Emilio Carballido (1925-2008)

Emilio Carballido

Carballido en San Pedro de los Pinos

por Vicente Leñero

Leñero, Vicente. “Lo que sea de cada quien. Carballido en San Pedro de los Pinos.” Revista de la Universidad de México 49 (2008).

Estela y yo nos encontramos a Emilio Carballido saliendo del templo de San Vicente Ferrer. Llevaba en la derecha unas varas de palma del Domingo de Ramos. Se produjo un diálogo como de Ionesco:

—¡Qué gusto, Emilio! ¿Qué andas haciendo por aquí?

—Me vine a vivir a San Pedro de los Pinos.

— No me digas. Aquí vivimos nosotros.

—A la Avenida Dos.

— Nosotros vivimos en la Avenida Dos.

—Avenida Dos y Calle Nueve.

—Ahí vivimos. Es nuestra casa.

—En la mera esquina.

—Ah, es la casa de mi hermano.

La nueva casa de Emilio estaba enfrente, donde hace muchos años vivían los Be rumen. El escenógrafo José Luis Aguilar se la arregló estilo mexicano. Quedó bien, aunque se deterioró con el tiempo. Siempre tenía gatos.

Entradas de fotos con señalamiento de objetos:
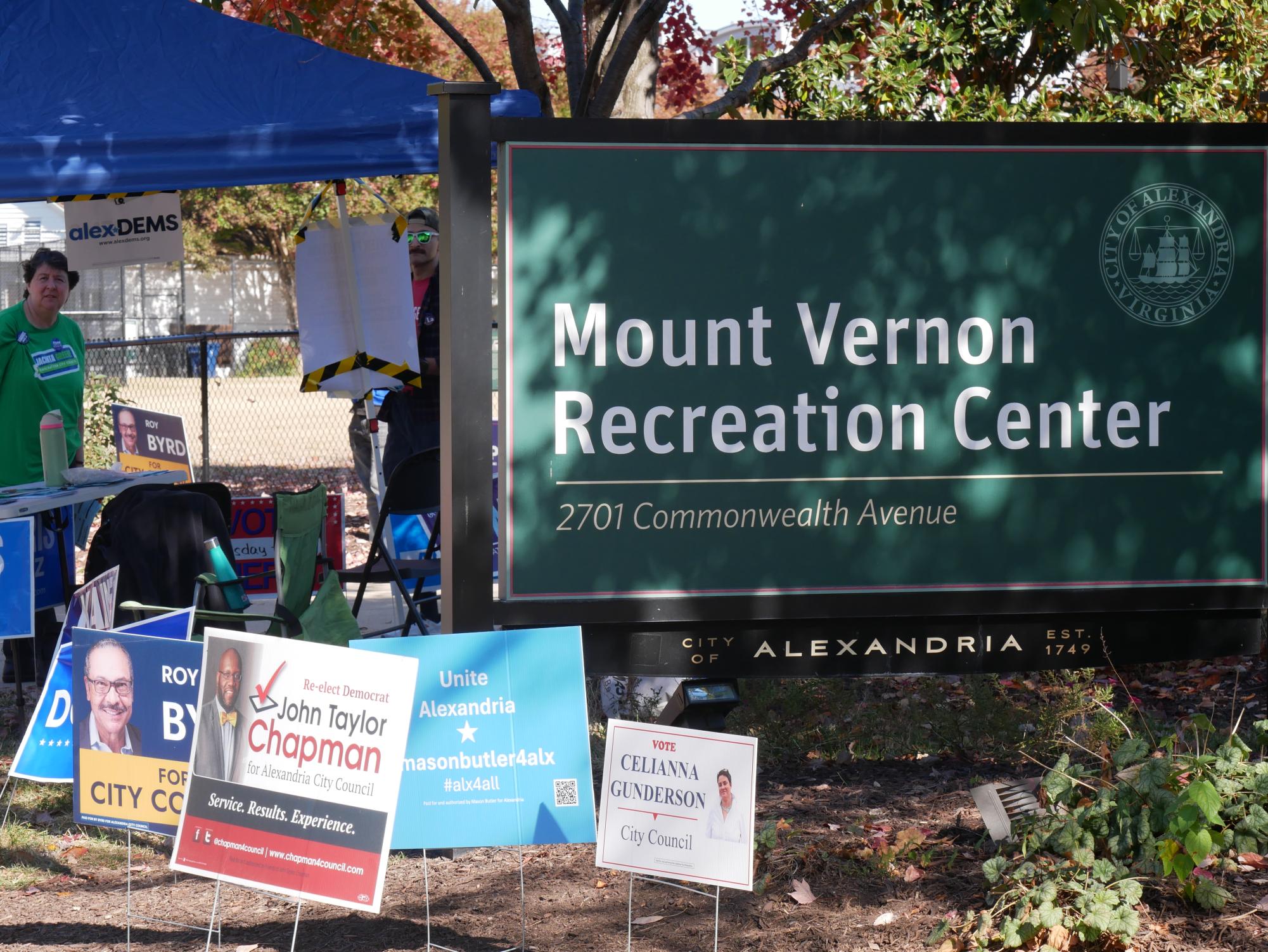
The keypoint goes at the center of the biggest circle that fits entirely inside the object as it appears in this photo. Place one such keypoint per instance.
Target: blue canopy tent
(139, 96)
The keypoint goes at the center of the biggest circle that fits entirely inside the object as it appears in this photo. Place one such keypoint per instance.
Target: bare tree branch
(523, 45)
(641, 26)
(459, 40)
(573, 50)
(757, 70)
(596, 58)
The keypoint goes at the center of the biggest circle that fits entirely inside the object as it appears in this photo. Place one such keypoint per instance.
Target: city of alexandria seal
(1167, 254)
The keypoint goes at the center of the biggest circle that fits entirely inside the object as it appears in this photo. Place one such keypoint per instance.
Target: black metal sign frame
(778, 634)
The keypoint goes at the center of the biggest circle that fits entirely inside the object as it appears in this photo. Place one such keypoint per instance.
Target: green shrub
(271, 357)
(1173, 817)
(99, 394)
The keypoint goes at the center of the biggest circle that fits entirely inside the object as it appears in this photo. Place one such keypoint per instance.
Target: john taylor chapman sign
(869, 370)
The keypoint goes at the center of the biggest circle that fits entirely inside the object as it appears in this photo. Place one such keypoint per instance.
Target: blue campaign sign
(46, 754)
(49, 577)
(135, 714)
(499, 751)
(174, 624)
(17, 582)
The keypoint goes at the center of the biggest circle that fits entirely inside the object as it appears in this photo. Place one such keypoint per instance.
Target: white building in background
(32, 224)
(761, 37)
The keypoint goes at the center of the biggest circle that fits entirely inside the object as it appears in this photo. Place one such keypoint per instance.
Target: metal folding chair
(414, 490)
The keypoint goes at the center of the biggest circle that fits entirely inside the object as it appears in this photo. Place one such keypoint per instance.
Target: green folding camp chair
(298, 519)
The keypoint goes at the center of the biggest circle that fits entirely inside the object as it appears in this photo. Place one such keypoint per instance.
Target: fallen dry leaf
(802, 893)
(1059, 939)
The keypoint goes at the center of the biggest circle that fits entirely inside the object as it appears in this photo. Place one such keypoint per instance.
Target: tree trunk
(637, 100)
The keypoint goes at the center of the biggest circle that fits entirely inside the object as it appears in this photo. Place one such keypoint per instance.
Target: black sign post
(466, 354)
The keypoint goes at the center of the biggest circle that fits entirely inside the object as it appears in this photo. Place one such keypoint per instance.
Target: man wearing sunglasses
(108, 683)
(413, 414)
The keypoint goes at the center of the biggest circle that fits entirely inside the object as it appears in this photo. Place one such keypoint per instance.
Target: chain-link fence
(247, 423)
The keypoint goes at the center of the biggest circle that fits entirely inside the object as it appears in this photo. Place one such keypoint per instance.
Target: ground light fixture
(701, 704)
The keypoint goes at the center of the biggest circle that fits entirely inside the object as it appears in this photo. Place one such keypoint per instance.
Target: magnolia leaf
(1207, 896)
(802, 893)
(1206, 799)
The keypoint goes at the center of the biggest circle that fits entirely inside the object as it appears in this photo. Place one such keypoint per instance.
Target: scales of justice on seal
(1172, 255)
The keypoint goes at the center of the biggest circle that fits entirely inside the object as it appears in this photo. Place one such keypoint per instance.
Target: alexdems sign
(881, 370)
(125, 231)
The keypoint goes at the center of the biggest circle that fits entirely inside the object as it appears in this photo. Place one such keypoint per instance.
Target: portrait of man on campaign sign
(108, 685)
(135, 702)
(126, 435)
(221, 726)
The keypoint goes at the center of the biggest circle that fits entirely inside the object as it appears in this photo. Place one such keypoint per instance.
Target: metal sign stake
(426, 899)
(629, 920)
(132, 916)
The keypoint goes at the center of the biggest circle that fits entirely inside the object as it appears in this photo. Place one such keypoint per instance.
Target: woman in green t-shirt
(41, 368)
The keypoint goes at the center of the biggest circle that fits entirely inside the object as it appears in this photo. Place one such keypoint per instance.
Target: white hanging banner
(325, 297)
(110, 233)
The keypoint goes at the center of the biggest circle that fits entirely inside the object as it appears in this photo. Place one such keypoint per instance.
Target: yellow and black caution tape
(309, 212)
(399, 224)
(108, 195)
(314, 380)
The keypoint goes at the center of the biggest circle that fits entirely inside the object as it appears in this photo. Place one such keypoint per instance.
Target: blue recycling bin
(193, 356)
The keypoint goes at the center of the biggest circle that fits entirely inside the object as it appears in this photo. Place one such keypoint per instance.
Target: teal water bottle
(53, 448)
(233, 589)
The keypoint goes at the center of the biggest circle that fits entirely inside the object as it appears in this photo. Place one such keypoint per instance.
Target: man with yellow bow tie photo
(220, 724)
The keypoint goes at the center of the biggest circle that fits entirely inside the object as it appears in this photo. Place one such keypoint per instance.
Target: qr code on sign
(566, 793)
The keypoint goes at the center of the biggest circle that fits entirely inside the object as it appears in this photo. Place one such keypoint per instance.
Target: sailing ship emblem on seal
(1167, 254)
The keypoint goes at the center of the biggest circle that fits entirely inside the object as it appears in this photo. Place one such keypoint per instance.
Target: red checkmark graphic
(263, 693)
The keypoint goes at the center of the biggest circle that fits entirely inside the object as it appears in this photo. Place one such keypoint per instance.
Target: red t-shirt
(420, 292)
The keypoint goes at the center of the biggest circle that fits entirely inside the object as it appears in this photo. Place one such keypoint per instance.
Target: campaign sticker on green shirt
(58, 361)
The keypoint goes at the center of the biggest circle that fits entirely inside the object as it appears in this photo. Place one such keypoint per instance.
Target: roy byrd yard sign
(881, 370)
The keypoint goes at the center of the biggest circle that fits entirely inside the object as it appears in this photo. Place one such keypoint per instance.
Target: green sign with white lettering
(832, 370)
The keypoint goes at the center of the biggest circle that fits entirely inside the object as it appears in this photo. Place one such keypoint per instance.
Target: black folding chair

OBJETIVOS:
**a.** Según la crónica sobre Carballido, ¿por qué andaba Emilio por ese rumbo? Responde en una a tres oraciones.
**b.** Di si cada afirmación coincide con la crónica sobre Carballido, con un sí o un no y las palabras que lo deciden: (i) Carballido llevaba las varas de palma en la mano izquierda; (ii) José Luis Aguilar le arregló la casa a Carballido estilo mexicano; (iii) la casa se mantuvo en buen estado con los años.
**c.** Sigue escribiendo la crónica sobre Carballido a partir de su última oración.
Las entradas son un material aparte de la crónica sobre Carballido.

LOS RESULTADOS:
**a.** Andaba por ahí porque se había ido a vivir a San Pedro de los Pinos, a la Avenida Dos y Calle Nueve. Su nueva casa quedaba enfrente.

**b.**
(i) No: "Llevaba en la derecha unas varas de palma del Domingo de Ramos."
(ii) Sí: "El escenógrafo José Luis Aguilar se la arregló estilo mexicano."
(iii) No: "Quedó bien, aunque se deterioró con el tiempo."

**c.**
Iniciamos con mucha cordialidad nuestra relación de vecinos. Emilio pulsaba el timbre. Que necesitaba un limón, que ahora un jitomate; que su teléfono estaba descompuesto y que si le podían dejar recados en nuestra casa. Nos mandaba pastelitos, galletas. Un diciembre le compró a mi hija Isabel una de sus acuarelas. Cuando Estela publicó su libro sobre Rosario Castellanos (Otro modo de ser humano y libre) la felicitó calurosamente:

—Ésta es la Rosario que yo conocí. La Rosario que tanto quise. Tu semblanza es perfecta, Estela.

A veces nos invitaba a tomar el aperitivo —un campari, un oporto—, y se ponía a despotricar contra Pepe Solé, contra Luis de Tavira, contra Héctor Mendoza… Era implacable. Una tarde, el motor de su Volkswagen rojo se estaba incendiando. Ademaneaba. Se veía desesperado.

—Tranquilo, Emilio, no pasa nada. Aguántame un rato.

Corrí por agua y de un cubetazo apagué los flamazos. Todos los viernes, cuando regresaba yo del cierre de Proceso a las dos, tres de la madrugada, veía con admiración y envidia la lámpara de su estudio encendida. ¡Él sí que es un escritor profesional!, pensaba yo. Se lo dije después. Se rió.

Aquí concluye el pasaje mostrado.